Source
_ _ _ _ _ _ _

# bonding



## squirt (May 25, 2021)

*what is a good way to bond with a tagu.*


----------



## Josh (May 26, 2021)

Feeding them their favorite food


----------



## squirt (Jun 1, 2021)

thank you


----------



## Debita (Jun 14, 2021)

All your attention won't go unnoticed! Paying attention to his/her fears, and general upkeep goes a long way. Knowing when to back away, or when to push yourself on a Tegu is an art. You have to learn to read him/her.


----------



## Kimberly (Jun 14, 2021)

I’ve had my Tegu for about three weeks now, he doesn’t sent to trust me yet. Seems mean when I try to make a food peace offering, then I just leave him alone. Is it normal for him to be sort of aggressive? if I leave him alone will he ever get used to human contact? Or is he still trying to get used to his new home? He is about 8months almost 2 feet long


----------



## Debita (Jun 15, 2021)

_ _ _ _ _ _ _

Supplied entries
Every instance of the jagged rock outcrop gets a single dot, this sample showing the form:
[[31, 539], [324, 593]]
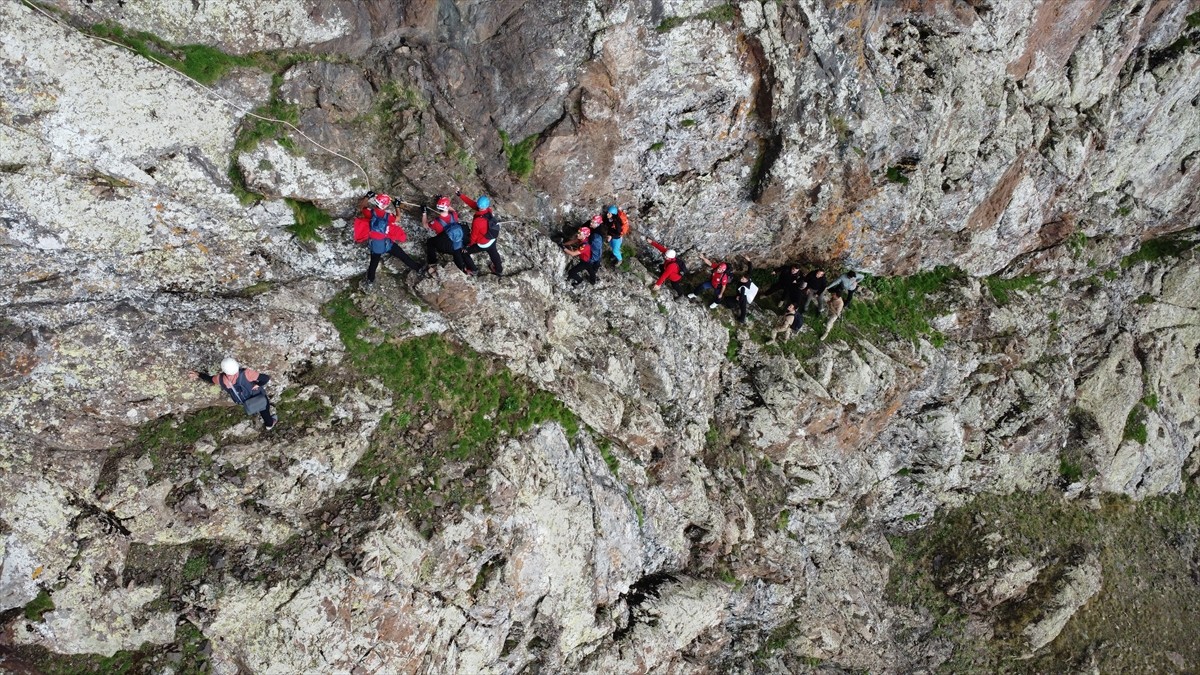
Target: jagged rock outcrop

_ _ _ _ _ _ _

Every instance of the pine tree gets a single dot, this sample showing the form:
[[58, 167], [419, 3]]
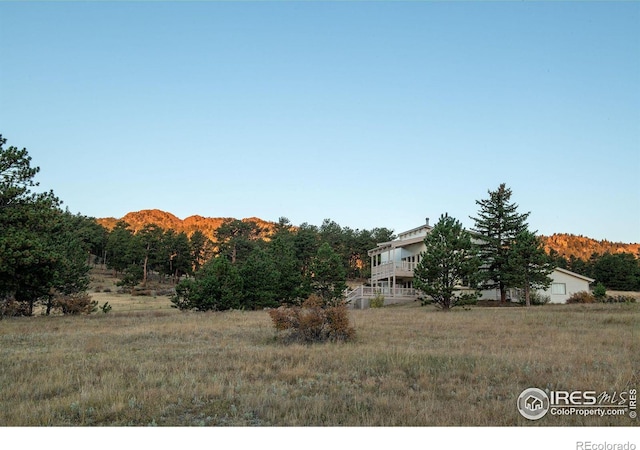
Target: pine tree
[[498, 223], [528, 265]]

_ _ _ _ _ _ _

Task description
Could you print the entire forum thread on bonding with a tegu above, word for word?

Solved exercise
# bonding



## squirt (May 25, 2021)

*what is a good way to bond with a tagu.*


----------



## Josh (May 26, 2021)

Feeding them their favorite food


----------



## squirt (Jun 1, 2021)

thank you


----------



## Debita (Jun 14, 2021)

All your attention won't go unnoticed! Paying attention to his/her fears, and general upkeep goes a long way. Knowing when to back away, or when to push yourself on a Tegu is an art. You have to learn to read him/her.


----------



## Kimberly (Jun 14, 2021)

I’ve had my Tegu for about three weeks now, he doesn’t sent to trust me yet. Seems mean when I try to make a food peace offering, then I just leave him alone. Is it normal for him to be sort of aggressive? if I leave him alone will he ever get used to human contact? Or is he still trying to get used to his new home? He is about 8months almost 2 feet long


----------



## Debita (Jun 15, 2021)